(Actividad 1) Extrae del texto sobre Kennedy, sin cambiar nada, el fragmento que empieza en "Cuando Lyndon Baynes" y termina en "intervención en Vietnam.".
(Actividad 2) Según el texto sobre Kennedy, ¿qué es Camelot y por qué se vincula con el mandato de Kennedy? Responde en una a tres oraciones.

(Texto proporcionado)

■ ■ ■ ■ ■ ■ ■

Para colmo, la explicación oficial, el informe Warren de 1964, no fue suficiente para aliviar la perplejidad de la nación. El asesinato de Kennedy se convirtió en una especie de obsesión nacional.
“¿Dónde estabas cuando mataron a Kennedy?”, es la pregunta con la que se identificó a una generación de norteamericanos.
Cuando Lyndon Baynes Johnson juró como trigésimo sexto presidente estadounidense a bordo del avión Air Force One, tres horas después del asesinato, la leyenda de Kennedy había crecido enormemente, y se oscurecieron ciertas realidades, como la violenta división de la nación respecto de los derechos civiles y la creciente intervención en Vietnam.
En los años siguientes, mientras la inclinación hacia la violencia se reafirmaba una y otra vez, Camelot (nombre de la fortaleza del rey Arturo), la utopía mítica del musical de Broadway de Lerner y Loewe (con la que Jacqueline comparó el breve mandato de su marido), pareció cada vez más dorado, un símbolo de lo que hubiera podido ser.
Kennedy había nacido el 29 de mayo de 1917 en Brooklyn, Massachussets, en el seno de una acomodada familia católica de origen irlandés. Fue el segundo de un total de nueve hermanos y llegó a ser el miembro más destacado del clan fundado por su padre, Joseph, y sostenido por su madre, Rose, quien enfrentó con entereza las mil tragedias que se abatieron sobre ellos.
Afiliado desde muy joven al Partido Demócrata, en 1952 fue elegido senador por el estado de Massachusetts, y un año después se casó con Jacqueline Bouvier, con quien tuvo dos hijos: Caroline y John.

■ ■ ■ ■ ■ ■ ■

[Entradas tomadas de un conjunto de datos]
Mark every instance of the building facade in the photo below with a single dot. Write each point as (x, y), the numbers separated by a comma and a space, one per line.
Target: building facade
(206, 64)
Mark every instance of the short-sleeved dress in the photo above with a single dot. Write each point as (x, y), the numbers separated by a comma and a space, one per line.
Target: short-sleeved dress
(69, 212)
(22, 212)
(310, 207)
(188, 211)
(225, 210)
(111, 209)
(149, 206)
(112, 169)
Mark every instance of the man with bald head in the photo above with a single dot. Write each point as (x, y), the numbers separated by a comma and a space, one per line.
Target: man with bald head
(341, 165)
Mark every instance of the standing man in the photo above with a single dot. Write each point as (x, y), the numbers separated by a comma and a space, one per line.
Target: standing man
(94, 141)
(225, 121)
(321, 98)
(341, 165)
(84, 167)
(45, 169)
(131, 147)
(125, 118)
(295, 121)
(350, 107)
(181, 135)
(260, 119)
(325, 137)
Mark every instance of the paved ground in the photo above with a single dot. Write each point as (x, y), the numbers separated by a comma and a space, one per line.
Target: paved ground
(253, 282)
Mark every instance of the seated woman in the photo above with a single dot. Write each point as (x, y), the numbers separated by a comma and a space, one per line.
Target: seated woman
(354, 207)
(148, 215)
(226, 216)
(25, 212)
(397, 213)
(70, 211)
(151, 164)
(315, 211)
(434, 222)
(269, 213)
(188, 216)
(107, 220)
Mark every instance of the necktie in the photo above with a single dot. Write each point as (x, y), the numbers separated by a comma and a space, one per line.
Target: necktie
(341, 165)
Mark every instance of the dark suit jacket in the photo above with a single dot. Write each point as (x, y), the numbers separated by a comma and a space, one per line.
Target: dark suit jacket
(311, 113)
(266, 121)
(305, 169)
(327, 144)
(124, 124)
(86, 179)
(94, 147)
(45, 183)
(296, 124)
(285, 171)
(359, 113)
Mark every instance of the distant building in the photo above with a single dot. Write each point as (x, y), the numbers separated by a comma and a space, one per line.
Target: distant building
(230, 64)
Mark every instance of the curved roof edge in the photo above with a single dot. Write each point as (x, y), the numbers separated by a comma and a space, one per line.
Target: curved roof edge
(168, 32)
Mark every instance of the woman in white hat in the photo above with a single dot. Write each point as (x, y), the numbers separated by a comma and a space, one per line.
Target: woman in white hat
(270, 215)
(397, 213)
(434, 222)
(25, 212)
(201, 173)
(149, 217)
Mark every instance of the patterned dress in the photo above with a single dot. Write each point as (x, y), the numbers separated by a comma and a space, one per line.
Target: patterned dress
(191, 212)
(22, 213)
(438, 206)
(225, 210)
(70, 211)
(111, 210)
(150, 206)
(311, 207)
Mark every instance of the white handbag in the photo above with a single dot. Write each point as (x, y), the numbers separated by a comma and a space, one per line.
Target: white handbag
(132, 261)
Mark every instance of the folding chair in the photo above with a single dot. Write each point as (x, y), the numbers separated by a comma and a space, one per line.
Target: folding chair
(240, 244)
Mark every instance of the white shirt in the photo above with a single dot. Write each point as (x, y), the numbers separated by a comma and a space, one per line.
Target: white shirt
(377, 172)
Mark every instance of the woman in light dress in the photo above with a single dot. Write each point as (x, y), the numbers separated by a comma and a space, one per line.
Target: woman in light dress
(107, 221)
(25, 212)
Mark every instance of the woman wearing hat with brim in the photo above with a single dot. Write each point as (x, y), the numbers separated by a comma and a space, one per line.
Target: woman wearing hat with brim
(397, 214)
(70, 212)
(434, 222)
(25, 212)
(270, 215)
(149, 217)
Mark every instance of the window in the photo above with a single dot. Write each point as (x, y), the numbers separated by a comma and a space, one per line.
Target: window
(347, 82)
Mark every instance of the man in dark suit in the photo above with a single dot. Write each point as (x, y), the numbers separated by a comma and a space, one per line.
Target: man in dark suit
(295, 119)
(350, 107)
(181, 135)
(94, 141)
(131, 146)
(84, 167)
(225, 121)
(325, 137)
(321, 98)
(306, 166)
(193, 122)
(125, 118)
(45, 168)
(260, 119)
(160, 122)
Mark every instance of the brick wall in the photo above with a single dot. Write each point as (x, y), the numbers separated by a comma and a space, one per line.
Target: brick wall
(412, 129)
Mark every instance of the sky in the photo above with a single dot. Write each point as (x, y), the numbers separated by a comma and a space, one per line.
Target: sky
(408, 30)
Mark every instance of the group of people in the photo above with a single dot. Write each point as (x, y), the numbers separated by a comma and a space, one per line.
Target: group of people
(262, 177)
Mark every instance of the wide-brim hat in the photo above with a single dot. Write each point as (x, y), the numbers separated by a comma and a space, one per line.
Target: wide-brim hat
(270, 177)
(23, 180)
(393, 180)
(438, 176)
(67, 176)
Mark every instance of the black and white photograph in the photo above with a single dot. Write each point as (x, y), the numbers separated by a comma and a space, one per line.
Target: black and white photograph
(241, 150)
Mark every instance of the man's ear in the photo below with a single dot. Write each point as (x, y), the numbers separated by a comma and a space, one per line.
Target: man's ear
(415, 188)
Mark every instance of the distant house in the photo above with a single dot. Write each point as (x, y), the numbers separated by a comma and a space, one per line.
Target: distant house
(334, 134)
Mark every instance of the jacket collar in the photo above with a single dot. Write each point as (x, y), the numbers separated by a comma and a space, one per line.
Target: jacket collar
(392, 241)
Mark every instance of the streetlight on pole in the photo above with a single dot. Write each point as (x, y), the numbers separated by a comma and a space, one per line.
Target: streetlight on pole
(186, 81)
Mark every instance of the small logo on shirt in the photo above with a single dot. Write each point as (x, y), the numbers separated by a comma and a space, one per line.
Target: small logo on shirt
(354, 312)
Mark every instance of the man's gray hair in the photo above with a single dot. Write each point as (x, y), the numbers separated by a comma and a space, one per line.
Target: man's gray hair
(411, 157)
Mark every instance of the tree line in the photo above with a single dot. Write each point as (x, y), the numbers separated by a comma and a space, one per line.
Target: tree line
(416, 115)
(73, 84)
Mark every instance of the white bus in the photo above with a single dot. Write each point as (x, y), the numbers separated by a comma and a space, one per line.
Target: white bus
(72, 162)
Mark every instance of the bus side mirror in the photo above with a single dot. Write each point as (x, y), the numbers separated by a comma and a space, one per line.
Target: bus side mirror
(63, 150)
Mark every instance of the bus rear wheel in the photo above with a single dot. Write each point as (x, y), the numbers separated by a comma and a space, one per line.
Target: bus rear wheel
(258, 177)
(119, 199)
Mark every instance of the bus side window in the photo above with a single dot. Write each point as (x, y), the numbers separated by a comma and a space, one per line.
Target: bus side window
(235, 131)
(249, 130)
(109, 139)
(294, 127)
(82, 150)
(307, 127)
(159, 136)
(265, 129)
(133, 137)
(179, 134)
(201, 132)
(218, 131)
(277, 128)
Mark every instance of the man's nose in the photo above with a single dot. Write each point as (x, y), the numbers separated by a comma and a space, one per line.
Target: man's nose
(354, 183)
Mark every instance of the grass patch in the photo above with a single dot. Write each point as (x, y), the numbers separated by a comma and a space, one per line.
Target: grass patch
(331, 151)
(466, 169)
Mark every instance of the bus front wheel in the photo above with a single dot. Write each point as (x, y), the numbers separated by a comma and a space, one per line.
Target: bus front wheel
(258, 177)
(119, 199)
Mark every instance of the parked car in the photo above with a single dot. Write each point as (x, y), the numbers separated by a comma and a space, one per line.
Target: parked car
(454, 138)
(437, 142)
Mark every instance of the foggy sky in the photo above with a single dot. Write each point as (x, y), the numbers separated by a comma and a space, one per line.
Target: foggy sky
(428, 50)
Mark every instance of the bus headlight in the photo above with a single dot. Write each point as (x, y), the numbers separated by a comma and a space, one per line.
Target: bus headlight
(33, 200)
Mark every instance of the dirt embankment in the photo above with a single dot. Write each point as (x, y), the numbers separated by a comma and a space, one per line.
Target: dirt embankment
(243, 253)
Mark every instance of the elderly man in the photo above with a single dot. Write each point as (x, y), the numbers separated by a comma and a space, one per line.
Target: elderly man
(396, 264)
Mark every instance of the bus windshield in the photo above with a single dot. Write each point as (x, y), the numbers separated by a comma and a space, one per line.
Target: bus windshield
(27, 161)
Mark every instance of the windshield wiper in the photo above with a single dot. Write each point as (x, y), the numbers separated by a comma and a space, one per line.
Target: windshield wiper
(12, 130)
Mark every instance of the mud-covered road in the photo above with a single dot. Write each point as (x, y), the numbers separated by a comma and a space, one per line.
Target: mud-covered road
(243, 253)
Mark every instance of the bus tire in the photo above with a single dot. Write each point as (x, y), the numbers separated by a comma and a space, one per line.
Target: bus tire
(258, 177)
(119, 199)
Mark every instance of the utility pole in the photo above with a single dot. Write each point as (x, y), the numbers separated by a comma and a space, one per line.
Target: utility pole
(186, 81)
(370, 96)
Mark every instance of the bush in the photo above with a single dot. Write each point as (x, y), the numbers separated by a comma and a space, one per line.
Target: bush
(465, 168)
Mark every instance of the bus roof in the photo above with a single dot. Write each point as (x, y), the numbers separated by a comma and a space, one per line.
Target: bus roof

■ ■ ■ ■ ■ ■ ■

(Solución del ejercicio 1)
Cuando Lyndon Baynes Johnson juró como trigésimo sexto presidente estadounidense a bordo del avión Air Force One, tres horas después del asesinato, la leyenda de Kennedy había crecido enormemente, y se oscurecieron ciertas realidades, como la violenta división de la nación respecto de los derechos civiles y la creciente intervención en Vietnam.

(Solución del ejercicio 2) Camelot es el nombre de la fortaleza del rey Arturo y la utopía mítica del musical de Broadway de Lerner y Loewe. Se vincula con Kennedy porque Jacqueline comparó con ella el breve mandato de su marido.